Brief 1. According to the Gimenez interview, how many days does the eMerge Americas tech conference last?
Brief 2. In the Gimenez interview, shorten the paragraph that begins "Diversifying the economy is one of my priorities" and keep its main facts.
Brief 3. Reproduce the Gimenez interview from "Invest: Miami speaks" to "these projects share?".

Source extract.
========================================================================

The way forward: Miami-Dade County Mayor Carlos A. Gimenez discusses the progress and challenges in modernizing government and diversifying the economy

The way forward: Miami-Dade County Mayor Carlos A. Gimenez discusses the progress and challenges in modernizing government and diversifying the economy

2022-07-18T06:39:41-04:00January 16th, 2017|Economy, Miami|

Invest: Miami speaks with Mayor of Miami-Dade County, Carlos A. Gimenez

You have supported major projects like the renovation of the Miami Beach Convention Center, a Major League Soccer stadium, and SkyRise Miami. What commonality do these projects share? 

Those are only some of the projects we have supported. They are hot topics for the day, but nowhere close to being representative of what this administration is about.

How then would you characterize the types of projects you support? How do they reflect your strategic vision for progressing this community?

A great example is eMerge Americas, a five-day tech conference hosted in Miami. We’ve supported eMerge from the very beginning and we’re one of its prime sponsors. We want to place Miami-Dade County on the technology map. We want Miami to be a tech hub – we want to create something called Tech Beach or Tech 305. We want to be the place for those looking to establish a technology company that looks towards Latin America or South America to come to. We want to be where Latin America, Central America and the Carib-bean look to see what’s new in technology. Moreover, developing a tech hub will support job creation.

One key challenge facing Miami-Dade is weak economic diversification. What are some others, and how is the county addressing them?

Diversifying the economy is one of my priorities – and it doesn’t just mean supporting technology; it involves promoting a wide range of economic sectors and businesses so we reduce our dependence on tourism or finance. The consequence of not having a diversified economy was that we saw a lot of our bright young minds leave Miami because they didn’t have opportunities here.

Technology is illustrative of this. We graduate thou-sands of students in computer science. If we don’t have a solid, technology-based industry here in Miami, then these graduates will go elsewhere to find jobs. This is why we support initiatives like eMerge and Venture Hive. We were the first to put money into Venture Hive because we want entrepreneurs here. We want the next Facebook or Microsoft to be created in Miami-Dade, and for them then to base their corporate headquarters here.

========================================================================

Stored data entries.

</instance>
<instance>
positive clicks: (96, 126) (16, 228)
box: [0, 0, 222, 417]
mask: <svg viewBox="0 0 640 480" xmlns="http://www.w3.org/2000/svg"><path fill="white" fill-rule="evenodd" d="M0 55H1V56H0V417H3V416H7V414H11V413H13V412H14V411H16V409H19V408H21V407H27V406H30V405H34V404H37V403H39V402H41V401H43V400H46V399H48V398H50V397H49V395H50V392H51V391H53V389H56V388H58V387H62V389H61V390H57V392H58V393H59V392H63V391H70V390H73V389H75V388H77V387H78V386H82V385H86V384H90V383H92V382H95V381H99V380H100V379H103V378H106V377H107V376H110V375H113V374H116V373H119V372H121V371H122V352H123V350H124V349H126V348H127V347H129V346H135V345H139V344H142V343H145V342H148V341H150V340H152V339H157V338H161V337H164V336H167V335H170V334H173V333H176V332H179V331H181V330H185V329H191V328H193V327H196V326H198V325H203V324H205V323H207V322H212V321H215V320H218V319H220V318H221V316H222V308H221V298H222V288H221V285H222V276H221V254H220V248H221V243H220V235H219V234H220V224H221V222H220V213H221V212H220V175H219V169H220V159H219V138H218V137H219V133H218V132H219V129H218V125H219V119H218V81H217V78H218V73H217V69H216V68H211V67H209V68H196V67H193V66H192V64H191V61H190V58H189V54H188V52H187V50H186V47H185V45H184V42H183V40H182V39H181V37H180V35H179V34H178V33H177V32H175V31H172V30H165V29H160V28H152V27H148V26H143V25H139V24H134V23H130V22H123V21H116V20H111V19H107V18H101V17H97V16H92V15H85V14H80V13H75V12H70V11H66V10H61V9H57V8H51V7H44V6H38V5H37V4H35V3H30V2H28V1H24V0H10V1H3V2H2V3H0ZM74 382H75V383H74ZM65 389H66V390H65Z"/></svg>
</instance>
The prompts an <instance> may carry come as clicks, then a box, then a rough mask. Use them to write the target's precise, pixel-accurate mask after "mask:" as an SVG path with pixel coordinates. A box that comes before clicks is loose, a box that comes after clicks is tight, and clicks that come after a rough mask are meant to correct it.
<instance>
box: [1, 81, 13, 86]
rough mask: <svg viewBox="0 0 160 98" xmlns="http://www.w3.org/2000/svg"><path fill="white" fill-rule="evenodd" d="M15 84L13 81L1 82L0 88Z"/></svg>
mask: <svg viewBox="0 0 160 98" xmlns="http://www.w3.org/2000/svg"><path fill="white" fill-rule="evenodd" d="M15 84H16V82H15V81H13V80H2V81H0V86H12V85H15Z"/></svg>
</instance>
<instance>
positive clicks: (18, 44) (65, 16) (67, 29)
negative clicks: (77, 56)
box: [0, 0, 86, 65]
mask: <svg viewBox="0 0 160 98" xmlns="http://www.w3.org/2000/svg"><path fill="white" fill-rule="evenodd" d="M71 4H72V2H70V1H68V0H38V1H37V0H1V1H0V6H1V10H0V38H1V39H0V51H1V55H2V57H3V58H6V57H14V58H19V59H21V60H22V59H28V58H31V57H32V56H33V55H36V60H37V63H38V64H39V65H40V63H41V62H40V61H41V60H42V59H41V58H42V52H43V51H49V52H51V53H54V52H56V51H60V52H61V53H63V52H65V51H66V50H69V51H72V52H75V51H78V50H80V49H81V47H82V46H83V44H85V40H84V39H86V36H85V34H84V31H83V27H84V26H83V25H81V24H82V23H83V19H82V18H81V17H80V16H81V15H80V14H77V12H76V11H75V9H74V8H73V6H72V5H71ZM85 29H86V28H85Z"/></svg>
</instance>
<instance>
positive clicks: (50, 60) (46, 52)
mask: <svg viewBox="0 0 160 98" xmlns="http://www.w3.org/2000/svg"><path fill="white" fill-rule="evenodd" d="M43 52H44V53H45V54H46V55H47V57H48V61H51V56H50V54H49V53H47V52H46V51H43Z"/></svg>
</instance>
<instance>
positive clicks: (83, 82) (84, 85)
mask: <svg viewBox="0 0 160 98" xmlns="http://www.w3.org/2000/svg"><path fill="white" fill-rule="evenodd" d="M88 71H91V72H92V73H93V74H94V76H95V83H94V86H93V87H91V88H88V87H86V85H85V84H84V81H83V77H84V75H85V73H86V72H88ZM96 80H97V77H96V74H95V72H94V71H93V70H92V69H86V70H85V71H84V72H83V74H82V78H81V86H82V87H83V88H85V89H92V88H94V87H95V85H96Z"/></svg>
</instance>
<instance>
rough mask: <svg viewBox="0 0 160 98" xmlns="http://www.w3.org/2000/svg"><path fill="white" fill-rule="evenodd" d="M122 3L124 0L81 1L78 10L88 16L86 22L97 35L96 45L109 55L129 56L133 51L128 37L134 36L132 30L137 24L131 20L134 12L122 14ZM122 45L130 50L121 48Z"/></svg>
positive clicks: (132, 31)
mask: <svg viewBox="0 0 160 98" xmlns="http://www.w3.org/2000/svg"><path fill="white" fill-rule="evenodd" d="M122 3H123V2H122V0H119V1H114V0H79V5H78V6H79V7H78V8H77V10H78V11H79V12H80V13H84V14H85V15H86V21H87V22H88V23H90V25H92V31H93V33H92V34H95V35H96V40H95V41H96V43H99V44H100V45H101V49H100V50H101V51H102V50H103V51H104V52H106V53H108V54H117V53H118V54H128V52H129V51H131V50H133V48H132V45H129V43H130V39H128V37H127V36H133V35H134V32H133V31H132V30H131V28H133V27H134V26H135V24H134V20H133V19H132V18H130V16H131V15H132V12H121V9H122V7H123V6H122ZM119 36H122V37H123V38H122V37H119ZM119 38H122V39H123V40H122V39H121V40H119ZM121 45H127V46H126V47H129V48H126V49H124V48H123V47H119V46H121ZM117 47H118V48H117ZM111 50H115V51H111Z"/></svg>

========================================================================

Written response 1. Five days.

Written response 2. Diversifying the economy is one of my priorities. That means supporting technology and also a wide range of other sectors and businesses, so we depend less on tourism or finance. Without a diversified economy, many bright young people left Miami because they had no opportunities here.

Written response 3.
Invest: Miami speaks with Mayor of Miami-Dade County, Carlos A. Gimenez

You have supported major projects like the renovation of the Miami Beach Convention Center, a Major League Soccer stadium, and SkyRise Miami. What commonality do these projects share?